═══ MATERIAL SHOWN ═══
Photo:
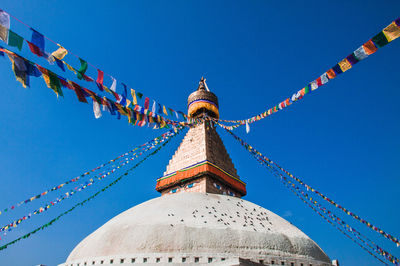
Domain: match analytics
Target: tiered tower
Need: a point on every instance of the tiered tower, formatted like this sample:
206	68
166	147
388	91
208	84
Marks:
203	226
201	163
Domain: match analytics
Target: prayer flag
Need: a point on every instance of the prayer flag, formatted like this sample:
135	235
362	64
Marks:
100	78
352	59
331	74
78	91
134	100
392	32
369	47
19	69
4	25
60	64
313	85
128	102
113	85
96	109
82	69
51	80
159	110
38	41
344	65
380	40
360	53
34	49
125	91
15	40
324	78
60	53
337	69
70	68
32	70
87	78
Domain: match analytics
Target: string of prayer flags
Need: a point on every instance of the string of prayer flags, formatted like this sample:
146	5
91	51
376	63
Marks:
86	184
334	220
19	69
52	81
325	213
60	53
134	100
4	25
309	188
37	47
75	179
82	69
81	203
387	35
146	103
15	40
100	79
96	109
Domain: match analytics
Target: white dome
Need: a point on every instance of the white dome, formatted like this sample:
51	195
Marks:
197	227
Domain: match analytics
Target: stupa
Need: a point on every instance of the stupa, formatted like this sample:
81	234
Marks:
200	217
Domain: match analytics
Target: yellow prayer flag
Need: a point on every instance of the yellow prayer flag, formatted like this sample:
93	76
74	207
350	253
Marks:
344	65
392	32
60	53
134	100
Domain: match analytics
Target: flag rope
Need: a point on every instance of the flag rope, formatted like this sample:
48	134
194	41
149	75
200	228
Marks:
260	156
75	179
81	203
10	226
85	77
385	36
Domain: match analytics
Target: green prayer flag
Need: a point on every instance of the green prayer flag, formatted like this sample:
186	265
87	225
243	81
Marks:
380	40
15	40
82	69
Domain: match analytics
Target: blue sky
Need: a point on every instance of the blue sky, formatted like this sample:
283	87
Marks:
342	139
═══
From the listing above, pull out every line that contains the string "prayer" and copy each one in full. The match is case-sensitive.

### THE COMPLETED TASK
Target: prayer flag
Need: a point on every instance of the prayer flag, formatted like this sample:
Target: string of prayer flags
Need: a point on every instance of the string of prayer flags, formatted like this sample:
Target: yellow prayer flag
Need: a point on every instance of the yellow prayer flag, formatted like this sample:
Target: green prayer flag
Need: a point on every instance of the green prayer flag, formatted like this sample:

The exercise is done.